# RECORDS FOR THIS TASK

[Begin]

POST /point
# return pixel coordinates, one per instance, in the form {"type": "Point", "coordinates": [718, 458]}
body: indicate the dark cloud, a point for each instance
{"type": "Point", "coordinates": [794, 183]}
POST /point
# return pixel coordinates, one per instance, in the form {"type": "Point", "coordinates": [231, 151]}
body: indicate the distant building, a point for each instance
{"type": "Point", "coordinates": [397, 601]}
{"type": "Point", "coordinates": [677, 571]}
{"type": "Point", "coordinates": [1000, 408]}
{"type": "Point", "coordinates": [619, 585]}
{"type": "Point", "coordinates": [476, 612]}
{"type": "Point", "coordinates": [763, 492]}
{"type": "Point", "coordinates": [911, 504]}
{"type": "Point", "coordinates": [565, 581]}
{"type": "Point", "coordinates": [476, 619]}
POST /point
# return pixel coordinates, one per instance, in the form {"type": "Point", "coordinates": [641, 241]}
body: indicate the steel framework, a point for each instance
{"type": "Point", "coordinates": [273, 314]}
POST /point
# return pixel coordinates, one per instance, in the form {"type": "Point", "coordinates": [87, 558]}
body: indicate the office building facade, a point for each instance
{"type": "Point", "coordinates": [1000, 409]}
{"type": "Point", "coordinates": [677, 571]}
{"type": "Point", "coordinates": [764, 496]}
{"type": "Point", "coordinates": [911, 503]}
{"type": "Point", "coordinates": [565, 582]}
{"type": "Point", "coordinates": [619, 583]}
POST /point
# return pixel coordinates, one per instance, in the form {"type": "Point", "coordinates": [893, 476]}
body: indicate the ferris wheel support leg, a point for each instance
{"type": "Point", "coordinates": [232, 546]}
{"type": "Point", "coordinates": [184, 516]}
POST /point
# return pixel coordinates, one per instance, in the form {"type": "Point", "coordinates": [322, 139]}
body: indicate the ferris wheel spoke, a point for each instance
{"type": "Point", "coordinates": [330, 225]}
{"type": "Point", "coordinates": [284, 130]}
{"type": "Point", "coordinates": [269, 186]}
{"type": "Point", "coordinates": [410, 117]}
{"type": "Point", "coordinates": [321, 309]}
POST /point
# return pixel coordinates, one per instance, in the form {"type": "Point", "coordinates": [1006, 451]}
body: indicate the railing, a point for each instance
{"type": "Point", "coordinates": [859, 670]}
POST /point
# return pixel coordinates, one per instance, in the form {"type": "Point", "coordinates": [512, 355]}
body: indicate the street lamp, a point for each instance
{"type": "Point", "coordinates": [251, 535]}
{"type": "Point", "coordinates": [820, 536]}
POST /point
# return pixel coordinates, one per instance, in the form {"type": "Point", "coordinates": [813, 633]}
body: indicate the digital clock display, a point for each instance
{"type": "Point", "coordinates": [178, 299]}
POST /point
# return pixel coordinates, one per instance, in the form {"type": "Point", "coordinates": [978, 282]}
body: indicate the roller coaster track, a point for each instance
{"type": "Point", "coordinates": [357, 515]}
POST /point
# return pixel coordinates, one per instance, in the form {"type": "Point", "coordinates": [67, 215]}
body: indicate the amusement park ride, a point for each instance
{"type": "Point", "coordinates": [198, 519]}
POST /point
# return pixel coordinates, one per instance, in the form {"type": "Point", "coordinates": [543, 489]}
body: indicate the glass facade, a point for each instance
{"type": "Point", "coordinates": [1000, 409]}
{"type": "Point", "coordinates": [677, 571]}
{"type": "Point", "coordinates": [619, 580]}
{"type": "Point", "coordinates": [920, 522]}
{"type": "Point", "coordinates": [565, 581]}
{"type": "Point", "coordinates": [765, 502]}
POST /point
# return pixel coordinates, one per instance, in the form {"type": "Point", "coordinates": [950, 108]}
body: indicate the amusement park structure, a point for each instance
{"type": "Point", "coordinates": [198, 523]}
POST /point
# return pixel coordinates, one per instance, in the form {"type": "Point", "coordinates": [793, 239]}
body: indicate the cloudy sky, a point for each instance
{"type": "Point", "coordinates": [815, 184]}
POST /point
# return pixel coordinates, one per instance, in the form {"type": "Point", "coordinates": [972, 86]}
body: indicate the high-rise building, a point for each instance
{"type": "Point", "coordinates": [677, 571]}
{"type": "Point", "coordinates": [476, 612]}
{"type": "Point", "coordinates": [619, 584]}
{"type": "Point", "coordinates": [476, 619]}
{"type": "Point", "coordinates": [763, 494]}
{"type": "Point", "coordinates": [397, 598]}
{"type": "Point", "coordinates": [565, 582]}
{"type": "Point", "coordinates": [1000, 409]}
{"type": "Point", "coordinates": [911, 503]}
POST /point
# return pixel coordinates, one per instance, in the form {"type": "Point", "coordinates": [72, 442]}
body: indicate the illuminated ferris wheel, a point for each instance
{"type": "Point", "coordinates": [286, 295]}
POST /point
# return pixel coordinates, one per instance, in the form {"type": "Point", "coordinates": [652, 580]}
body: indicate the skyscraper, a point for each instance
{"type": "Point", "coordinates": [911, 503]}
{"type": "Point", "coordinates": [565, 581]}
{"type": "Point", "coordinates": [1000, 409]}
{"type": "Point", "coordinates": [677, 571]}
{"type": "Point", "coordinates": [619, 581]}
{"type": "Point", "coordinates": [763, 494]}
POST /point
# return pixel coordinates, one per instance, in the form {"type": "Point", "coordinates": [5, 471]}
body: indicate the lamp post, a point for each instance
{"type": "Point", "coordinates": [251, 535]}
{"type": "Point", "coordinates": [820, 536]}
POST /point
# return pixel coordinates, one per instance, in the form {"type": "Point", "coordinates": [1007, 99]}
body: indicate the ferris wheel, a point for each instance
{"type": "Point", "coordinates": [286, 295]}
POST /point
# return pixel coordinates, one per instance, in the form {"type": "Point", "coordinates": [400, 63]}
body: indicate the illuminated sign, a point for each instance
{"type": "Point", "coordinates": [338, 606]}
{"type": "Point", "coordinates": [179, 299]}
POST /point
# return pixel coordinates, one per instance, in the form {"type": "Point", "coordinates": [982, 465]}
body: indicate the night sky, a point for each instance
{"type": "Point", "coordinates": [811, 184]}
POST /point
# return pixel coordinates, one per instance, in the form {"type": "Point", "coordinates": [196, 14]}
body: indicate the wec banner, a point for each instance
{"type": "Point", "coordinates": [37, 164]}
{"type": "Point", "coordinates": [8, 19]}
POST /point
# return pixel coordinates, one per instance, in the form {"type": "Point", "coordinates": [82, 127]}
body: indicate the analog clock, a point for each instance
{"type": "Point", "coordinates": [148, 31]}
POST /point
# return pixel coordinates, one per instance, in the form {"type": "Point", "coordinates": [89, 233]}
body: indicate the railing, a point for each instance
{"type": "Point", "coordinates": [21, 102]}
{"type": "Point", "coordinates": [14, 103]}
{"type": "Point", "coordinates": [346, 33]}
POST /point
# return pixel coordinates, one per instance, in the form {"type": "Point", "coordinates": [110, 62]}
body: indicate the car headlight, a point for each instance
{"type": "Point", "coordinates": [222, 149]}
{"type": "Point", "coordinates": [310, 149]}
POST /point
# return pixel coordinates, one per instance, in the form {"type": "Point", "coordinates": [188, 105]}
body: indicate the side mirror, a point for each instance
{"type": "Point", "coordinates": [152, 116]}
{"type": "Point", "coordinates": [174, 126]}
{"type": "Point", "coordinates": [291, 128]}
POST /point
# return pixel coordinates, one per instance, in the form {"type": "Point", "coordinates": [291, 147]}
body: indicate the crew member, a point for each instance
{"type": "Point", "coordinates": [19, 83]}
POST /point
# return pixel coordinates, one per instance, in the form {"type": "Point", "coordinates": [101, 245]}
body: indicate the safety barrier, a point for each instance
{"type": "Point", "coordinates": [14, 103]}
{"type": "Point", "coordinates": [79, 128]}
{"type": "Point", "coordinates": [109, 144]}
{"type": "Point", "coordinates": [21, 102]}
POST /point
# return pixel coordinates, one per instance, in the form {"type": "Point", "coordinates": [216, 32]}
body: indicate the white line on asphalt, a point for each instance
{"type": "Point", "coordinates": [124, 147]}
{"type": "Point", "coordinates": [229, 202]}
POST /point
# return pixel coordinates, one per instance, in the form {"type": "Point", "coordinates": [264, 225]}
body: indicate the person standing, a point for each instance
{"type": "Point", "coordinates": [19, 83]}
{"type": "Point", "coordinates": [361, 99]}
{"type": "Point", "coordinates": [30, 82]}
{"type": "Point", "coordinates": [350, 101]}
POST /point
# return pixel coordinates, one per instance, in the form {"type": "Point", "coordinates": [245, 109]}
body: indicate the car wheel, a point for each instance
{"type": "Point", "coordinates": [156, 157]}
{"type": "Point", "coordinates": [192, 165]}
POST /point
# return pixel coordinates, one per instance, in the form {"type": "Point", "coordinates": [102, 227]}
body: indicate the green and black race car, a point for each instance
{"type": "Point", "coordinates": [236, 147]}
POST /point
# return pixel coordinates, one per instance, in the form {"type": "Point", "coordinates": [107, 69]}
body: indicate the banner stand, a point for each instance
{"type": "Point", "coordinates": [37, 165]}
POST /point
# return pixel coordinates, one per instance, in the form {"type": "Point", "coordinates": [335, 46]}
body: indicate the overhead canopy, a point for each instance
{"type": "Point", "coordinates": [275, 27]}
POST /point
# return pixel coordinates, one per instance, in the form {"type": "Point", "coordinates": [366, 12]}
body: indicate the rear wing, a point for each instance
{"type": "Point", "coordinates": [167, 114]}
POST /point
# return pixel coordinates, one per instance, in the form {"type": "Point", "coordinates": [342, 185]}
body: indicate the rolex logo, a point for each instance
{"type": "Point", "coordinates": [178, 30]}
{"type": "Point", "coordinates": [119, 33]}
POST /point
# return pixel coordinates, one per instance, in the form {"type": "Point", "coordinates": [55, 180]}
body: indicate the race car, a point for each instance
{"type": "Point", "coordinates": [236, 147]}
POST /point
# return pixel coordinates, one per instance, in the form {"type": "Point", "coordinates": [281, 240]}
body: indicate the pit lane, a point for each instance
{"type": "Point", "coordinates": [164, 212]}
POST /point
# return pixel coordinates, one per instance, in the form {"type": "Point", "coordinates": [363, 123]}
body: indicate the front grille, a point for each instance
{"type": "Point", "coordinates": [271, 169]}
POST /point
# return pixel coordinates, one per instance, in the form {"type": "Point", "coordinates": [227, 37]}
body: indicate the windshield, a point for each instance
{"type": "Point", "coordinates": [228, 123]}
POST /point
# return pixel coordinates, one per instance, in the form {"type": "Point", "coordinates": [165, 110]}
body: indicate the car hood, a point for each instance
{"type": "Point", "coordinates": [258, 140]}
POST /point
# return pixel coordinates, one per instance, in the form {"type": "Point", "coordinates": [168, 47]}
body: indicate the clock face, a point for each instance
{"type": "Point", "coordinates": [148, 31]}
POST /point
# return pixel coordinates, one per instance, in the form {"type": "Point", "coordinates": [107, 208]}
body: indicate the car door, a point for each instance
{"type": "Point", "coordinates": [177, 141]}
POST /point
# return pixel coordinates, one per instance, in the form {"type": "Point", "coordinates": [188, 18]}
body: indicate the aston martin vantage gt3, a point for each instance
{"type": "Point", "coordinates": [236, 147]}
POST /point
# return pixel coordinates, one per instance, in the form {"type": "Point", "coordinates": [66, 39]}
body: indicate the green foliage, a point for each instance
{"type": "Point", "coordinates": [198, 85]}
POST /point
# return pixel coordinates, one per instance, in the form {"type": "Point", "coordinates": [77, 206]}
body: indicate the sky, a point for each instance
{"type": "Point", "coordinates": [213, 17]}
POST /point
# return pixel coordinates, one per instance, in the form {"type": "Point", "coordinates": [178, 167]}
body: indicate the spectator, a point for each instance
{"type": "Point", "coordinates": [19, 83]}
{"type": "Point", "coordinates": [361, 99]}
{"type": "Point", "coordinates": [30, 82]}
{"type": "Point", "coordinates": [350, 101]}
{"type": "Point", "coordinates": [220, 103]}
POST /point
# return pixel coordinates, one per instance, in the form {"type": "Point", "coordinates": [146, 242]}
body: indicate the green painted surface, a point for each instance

[End]

# JOB
Count the lines in the material above that contain the string "amusement". Reply with the number only.

# FINAL RESULT
2